*Problem details*: Return every line of the records below unchanged, but leave the pictures out.

*Data for this task*:
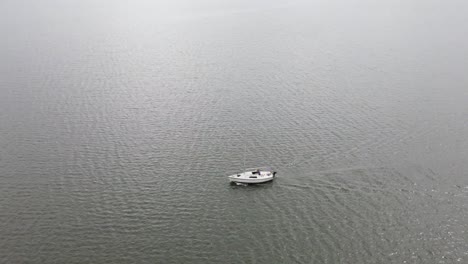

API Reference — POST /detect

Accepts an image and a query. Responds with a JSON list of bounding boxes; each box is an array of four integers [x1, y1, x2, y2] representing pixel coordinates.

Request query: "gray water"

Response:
[[0, 0, 468, 263]]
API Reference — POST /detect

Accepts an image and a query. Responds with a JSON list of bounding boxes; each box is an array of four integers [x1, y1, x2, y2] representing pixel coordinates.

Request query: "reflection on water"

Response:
[[0, 0, 468, 263]]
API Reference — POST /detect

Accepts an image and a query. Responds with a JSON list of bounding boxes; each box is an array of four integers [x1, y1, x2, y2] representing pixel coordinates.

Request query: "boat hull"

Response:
[[229, 175, 275, 183]]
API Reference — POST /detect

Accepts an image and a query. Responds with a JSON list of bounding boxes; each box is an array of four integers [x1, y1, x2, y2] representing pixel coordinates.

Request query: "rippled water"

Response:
[[0, 0, 468, 263]]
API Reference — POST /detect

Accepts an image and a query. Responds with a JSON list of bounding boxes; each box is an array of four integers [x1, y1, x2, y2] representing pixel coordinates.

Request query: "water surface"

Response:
[[0, 0, 468, 263]]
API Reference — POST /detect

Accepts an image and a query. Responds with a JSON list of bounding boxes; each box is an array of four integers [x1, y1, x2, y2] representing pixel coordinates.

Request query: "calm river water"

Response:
[[0, 0, 468, 263]]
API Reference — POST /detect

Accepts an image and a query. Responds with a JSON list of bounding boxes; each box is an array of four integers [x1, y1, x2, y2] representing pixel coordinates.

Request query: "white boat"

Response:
[[228, 167, 276, 183]]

*Response below*:
API Reference — POST /detect

Accepts an image and a query. Responds with a JSON list of bounding boxes; each box is an array of four integers [x1, y1, x2, y2] representing pixel coordinates.

Request query: "gray water"

Response:
[[0, 0, 468, 263]]
API Reference — POST /detect

Accepts an image and a query. Responds with a JSON list of bounding boxes; each box is an array of four integers [x1, y1, x2, y2] representing pixel coordinates.

Request query: "reflection on water"

Response:
[[0, 0, 468, 263]]
API Reference — POST /detect

Accepts an image and a query. Responds with a JSON list of bounding boxes; each box is an array of four integers [x1, y1, x2, y2] representing pixel coordinates.

Request query: "boat hull"

Response:
[[229, 175, 275, 183]]
API Reference — POST /detect

Accepts an image and a query. Responds with a JSON list of bounding boxes; each box is an array of four integers [x1, y1, x2, y2] representing pixel coordinates.

Request query: "rippled water"

Response:
[[0, 0, 468, 263]]
API Reference — POST /detect

Accepts an image and a query. Responds with a JSON list of bounding boxes; each box is an array of four integers [x1, y1, x2, y2] representing pixel coordinates.

Request query: "water surface"

Response:
[[0, 0, 468, 263]]
API Reference — POST /detect

Accepts an image and a query. Responds with a JSON list of bounding boxes; each box is an array of four integers [x1, y1, x2, y2] representing pixel coordinates.

Request query: "calm river water"

Response:
[[0, 0, 468, 263]]
API Reference — POST /detect

Accepts an image and a query. Responds with a JSON list of bounding boxes; each box is an array of four integers [x1, y1, x2, y2] representing pixel coordinates.

Request query: "white boat"

Response:
[[228, 167, 276, 183]]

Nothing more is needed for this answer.